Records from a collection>
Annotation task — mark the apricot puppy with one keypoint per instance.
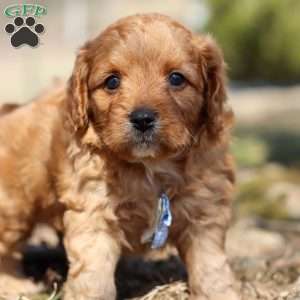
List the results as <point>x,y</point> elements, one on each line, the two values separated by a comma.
<point>131,155</point>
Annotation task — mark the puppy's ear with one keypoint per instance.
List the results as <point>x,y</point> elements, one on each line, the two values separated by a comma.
<point>78,94</point>
<point>212,67</point>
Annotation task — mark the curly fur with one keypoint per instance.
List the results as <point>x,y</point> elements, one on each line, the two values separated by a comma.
<point>71,159</point>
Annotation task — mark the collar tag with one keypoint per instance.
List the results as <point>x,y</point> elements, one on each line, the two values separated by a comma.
<point>158,235</point>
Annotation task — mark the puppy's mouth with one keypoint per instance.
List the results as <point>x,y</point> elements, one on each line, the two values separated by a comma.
<point>144,126</point>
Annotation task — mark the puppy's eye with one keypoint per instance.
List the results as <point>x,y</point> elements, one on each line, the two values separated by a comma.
<point>176,79</point>
<point>112,82</point>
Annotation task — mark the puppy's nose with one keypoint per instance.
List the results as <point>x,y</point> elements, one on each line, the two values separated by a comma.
<point>143,119</point>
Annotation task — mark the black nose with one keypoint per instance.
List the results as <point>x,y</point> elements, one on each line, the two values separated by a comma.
<point>143,119</point>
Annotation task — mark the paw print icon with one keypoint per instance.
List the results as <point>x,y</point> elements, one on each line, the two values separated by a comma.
<point>24,32</point>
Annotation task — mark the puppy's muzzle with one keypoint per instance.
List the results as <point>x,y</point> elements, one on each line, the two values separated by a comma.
<point>143,119</point>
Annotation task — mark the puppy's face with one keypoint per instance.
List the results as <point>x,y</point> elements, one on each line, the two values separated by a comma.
<point>143,85</point>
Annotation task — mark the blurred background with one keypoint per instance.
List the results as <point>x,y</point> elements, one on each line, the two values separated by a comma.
<point>261,43</point>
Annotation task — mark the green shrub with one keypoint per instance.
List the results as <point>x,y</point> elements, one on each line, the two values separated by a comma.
<point>260,38</point>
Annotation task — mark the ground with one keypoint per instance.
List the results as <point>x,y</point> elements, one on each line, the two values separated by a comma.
<point>264,241</point>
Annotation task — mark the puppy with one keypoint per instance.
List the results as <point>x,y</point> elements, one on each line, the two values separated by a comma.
<point>131,155</point>
<point>7,108</point>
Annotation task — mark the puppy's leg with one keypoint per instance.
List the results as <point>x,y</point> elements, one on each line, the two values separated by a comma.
<point>93,254</point>
<point>12,281</point>
<point>210,277</point>
<point>15,225</point>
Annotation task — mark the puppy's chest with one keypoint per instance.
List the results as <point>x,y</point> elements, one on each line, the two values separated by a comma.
<point>138,202</point>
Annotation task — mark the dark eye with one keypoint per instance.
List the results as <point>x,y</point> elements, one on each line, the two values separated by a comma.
<point>112,82</point>
<point>176,79</point>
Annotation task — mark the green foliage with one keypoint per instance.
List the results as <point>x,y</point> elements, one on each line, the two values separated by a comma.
<point>260,38</point>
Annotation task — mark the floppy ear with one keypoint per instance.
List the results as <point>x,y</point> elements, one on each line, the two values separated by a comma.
<point>213,72</point>
<point>77,102</point>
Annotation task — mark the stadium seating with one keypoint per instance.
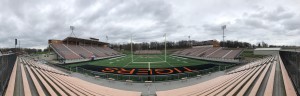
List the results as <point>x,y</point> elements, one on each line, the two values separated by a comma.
<point>245,80</point>
<point>31,78</point>
<point>65,52</point>
<point>211,53</point>
<point>70,52</point>
<point>147,52</point>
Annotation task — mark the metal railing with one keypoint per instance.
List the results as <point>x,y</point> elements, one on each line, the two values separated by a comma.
<point>7,62</point>
<point>291,62</point>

Work task> Copy out nothing but the lines from the beginning of the records through the one that contains "Annotation task — mark the puppy's nose". Skip the pictures.

Result of this exercise>
Annotation task — mark the apricot puppy with one keypoint per instance.
List the results as <point>x,y</point> elements, one on each line, the two values separated by a comma.
<point>131,155</point>
Annotation task — mark the puppy's ear with one keypoint per instance.
List the results as <point>x,y</point> elements, one on each line, the two values separated by a comma.
<point>78,94</point>
<point>212,67</point>
Annotation task — mark the curly fur with one keypoint per instance.
List the results as <point>x,y</point> elements, one on each line, the two values separated by a comma.
<point>71,159</point>
Annotation task — mark the collar tag with one keypoint per instance.
List the results as <point>x,y</point> elements, one on each line, the two values separated by a comma.
<point>158,235</point>
Annotation task — mark the puppy's mouth with one keypoint per instance.
List the results as <point>x,y</point> elements, one on each line, the two values separated by a comma.
<point>144,126</point>
Annotation task — mark the puppy's eye with one keypoint per instance.
List the results as <point>x,y</point> elements, one on each line, the two values separated by a comma.
<point>176,79</point>
<point>112,82</point>
Annotation task — mark the puppy's nose with one keypoint per instance.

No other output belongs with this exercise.